NACK/Cmnt: [SRU][F:linux-bluefield][PATCH 0/9] CT offload fixes

Stefan Bader stefan.bader at canonical.com
Mon Apr 12 09:19:46 UTC 2021


On 12.04.21 10:16, Roi Dayan wrote:
> 
> 
> On 2021-04-12 10:28 AM, Stefan Bader wrote:
>> On 11.04.21 12:20, Roi Dayan wrote:
>>>
>>>
>>> On 2021-04-09 4:05 PM, Stefan Bader wrote:
>>>> On 06.04.21 19:52, Roi Dayan wrote:
>>>>> BugLink: 
>>>>> https://bugs.launchpad.net/ubuntu/+source/linux-bluefield/+bug/1922682
>>>>> BugLink: 
>>>>> https://bugs.launchpad.net/ubuntu/+source/linux-bluefield/+bug/1922678
>>>>> BugLink: 
>>>>> https://bugs.launchpad.net/ubuntu/+source/linux-bluefield/+bug/1922672
>>>>>
>>>>>
>>>> Hi Roi,
>>>>
>>>> since the 3 issues appear to be independent of each other, this should be 3 
>>>> individual submissions to the mailing list. For multiple reasons: They can 
>>>> then be treated as units of their own. That makes each piece smaller (to 
>>>> look at) and also allows to potentially handle in parallel. But also 
>>>> prevents one part that maybe rises questions blocking the other parts.

**DATA PROVIDED**

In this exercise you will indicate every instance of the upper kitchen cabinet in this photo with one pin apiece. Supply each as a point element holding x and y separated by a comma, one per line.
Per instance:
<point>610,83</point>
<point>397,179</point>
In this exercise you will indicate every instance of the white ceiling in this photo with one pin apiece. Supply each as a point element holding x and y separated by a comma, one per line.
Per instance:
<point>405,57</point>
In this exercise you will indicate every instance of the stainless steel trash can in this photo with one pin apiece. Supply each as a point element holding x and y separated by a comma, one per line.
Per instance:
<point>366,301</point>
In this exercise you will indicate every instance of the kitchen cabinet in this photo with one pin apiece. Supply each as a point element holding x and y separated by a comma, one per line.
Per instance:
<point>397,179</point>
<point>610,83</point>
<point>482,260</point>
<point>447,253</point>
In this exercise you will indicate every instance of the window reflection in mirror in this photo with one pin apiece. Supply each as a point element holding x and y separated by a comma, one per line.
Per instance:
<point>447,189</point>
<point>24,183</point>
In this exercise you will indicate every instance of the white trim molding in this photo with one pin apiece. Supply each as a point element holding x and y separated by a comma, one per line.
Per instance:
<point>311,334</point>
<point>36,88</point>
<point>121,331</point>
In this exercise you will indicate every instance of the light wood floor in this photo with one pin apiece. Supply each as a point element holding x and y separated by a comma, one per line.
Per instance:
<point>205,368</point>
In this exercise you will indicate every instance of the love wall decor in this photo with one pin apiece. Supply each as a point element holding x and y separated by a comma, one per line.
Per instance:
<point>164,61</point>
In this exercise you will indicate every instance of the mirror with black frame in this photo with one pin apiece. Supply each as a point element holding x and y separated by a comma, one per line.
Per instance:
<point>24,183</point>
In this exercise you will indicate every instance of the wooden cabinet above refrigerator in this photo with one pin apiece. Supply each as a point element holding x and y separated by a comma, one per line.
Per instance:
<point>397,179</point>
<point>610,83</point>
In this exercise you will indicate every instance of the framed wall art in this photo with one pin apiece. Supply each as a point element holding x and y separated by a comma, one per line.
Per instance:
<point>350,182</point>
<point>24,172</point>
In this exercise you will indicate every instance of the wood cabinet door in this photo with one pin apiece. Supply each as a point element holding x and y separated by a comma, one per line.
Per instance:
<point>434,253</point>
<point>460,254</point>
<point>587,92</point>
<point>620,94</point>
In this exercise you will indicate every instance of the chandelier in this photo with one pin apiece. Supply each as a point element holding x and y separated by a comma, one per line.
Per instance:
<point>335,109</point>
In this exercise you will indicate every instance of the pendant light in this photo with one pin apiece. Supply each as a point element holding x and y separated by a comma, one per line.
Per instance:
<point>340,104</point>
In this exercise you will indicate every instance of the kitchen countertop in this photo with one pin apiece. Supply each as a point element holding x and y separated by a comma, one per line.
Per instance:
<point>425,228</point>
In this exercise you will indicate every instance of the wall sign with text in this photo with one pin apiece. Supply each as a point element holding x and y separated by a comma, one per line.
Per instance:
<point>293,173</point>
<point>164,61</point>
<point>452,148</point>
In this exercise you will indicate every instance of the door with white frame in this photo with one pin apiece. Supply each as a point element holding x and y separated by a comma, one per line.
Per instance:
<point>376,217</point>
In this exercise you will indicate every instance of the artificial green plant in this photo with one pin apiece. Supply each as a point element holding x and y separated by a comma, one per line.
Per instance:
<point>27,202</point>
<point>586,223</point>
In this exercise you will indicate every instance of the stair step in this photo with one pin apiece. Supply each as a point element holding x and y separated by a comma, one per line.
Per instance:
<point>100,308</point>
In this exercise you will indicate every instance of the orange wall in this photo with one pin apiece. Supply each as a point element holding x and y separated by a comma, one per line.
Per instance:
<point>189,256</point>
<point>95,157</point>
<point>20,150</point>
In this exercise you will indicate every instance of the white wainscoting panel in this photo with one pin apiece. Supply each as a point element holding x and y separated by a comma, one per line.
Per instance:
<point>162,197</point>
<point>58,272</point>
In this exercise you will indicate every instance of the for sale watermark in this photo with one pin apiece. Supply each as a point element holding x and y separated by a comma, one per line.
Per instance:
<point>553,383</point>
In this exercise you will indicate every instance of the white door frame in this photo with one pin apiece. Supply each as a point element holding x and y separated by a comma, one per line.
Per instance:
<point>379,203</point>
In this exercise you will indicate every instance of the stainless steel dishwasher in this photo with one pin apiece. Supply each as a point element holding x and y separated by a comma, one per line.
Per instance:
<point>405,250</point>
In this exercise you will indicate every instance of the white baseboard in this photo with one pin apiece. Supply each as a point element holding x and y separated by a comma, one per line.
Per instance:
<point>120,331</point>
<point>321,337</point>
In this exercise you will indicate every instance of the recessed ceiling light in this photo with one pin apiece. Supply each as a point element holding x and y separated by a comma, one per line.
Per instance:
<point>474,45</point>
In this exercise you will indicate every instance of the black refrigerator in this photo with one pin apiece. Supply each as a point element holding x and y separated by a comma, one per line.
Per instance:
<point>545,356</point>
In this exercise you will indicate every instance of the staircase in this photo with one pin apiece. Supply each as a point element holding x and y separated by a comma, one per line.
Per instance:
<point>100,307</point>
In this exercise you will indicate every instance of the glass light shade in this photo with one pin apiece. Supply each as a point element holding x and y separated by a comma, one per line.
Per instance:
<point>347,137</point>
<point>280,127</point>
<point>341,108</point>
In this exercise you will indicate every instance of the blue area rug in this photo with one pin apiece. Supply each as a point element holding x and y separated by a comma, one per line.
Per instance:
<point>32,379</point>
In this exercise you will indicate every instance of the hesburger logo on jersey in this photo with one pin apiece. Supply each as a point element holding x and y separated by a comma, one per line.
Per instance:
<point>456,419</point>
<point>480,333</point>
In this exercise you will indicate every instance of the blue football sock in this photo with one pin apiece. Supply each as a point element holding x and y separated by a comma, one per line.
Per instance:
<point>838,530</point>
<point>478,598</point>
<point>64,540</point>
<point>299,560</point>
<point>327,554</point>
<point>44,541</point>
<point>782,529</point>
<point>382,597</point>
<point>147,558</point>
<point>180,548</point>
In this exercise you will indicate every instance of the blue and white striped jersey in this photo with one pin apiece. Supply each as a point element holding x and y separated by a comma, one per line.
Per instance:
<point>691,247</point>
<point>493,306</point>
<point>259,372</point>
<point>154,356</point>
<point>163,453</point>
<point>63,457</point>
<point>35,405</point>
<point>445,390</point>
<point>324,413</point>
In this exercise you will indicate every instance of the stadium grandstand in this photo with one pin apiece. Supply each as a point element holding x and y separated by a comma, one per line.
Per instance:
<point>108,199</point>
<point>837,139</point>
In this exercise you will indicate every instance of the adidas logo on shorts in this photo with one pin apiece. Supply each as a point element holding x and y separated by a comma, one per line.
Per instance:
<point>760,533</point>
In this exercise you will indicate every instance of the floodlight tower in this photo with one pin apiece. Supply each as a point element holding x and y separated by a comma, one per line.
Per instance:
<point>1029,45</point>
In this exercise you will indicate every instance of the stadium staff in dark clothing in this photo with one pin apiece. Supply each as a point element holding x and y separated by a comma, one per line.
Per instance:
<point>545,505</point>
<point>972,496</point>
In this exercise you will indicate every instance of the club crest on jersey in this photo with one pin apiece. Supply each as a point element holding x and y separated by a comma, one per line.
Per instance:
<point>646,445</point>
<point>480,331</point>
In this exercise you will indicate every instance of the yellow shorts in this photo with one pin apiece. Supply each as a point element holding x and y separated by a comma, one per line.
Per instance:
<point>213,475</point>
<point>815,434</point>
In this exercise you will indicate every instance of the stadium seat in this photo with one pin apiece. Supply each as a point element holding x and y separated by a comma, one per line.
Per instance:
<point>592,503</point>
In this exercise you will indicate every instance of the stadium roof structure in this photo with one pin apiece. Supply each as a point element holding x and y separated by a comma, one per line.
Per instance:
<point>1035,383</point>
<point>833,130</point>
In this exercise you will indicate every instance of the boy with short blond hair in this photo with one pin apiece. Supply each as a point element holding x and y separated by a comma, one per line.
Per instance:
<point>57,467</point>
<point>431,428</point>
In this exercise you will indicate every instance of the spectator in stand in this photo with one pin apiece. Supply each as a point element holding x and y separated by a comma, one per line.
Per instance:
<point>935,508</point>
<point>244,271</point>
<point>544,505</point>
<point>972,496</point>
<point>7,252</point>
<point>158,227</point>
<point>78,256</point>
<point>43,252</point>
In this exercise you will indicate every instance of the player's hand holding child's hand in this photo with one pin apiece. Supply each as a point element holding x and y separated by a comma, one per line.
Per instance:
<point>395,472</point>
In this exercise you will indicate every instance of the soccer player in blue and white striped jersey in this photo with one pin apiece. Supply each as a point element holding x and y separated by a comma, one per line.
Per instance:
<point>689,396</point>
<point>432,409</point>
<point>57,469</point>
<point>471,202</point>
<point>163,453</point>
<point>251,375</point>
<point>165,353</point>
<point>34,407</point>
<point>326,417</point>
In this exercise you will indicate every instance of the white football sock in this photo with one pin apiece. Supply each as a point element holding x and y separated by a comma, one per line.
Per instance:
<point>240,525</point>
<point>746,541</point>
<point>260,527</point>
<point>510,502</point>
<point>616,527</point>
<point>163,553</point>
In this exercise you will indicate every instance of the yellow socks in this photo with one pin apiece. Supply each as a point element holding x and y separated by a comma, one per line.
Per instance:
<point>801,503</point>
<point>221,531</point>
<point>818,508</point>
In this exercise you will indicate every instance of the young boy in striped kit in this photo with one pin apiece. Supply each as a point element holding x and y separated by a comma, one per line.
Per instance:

**INSTRUCTIONS**
1/ In the CT offload fixes thread shown above the records, translate this sentence into German: "They can then be treated as units of their own."
2/ Pick up the CT offload fixes thread from its last line and write the next few lines of the reply.

**TASK-BY-TASK OUTPUTS**
1/ Sie können dann als eigenständige Einheiten behandelt werden.

2/
>>>>
>>>> The SRU justification has to be in each bug report (best in the description 
>>>> because that place is prominently at the top and also can be adjusted / 
>>>> corrected at any time). The content of each section is best not too 
>>>> technical. It is basically the place where program managers, developers, and 
>>>> also testers look at. The "regression potential" part (here "what (it) could 
>>>> break" is something that should be written with user / tester experience in 
>>>> mind. So which areas or activities might be affected. The current statements 
>>>> actually look to be good that way. I just mention it again since that is 
>>>> something that is misunderstood often.
>>>>
>>>> With the SRU justification in the bug report, the cover email does not 
>>>> necessarily have to repeat that (but it can). The cover email can be used to 
>>>> pass on helpful information for developers looking at the patches. That part 
>>>> is usually read only by technical people.
>>>>
>>>> A final note on the BugLink URLs: We prefer the short version of
>>>>
>>>> https://bugs.launchpad.net/bugs/<bugnumber>
>>>>
>>>> because this is the form that will always be valid, even if the 
>>>> project/package name changes. Not that this is likely for this kernel but 
>>>> then at least things look the same across all projects. I heard that this 
>>>> might be a mail servier config issue. So if that is the only thing that is 
>>>> not quite right, we would adjust that part when applying the patches. But we 
>>>> would appreciate not to have to for sure. :)
>>>>
>>>> So once the bug reports are updated, please send the individual pieces again.
>>>> Thanks!
>>>>
>>>> -Stefan
>>>
>>> great. thanks for the comments.  i'll resubmit.
>>> is a cover letter still needed if its a single patch?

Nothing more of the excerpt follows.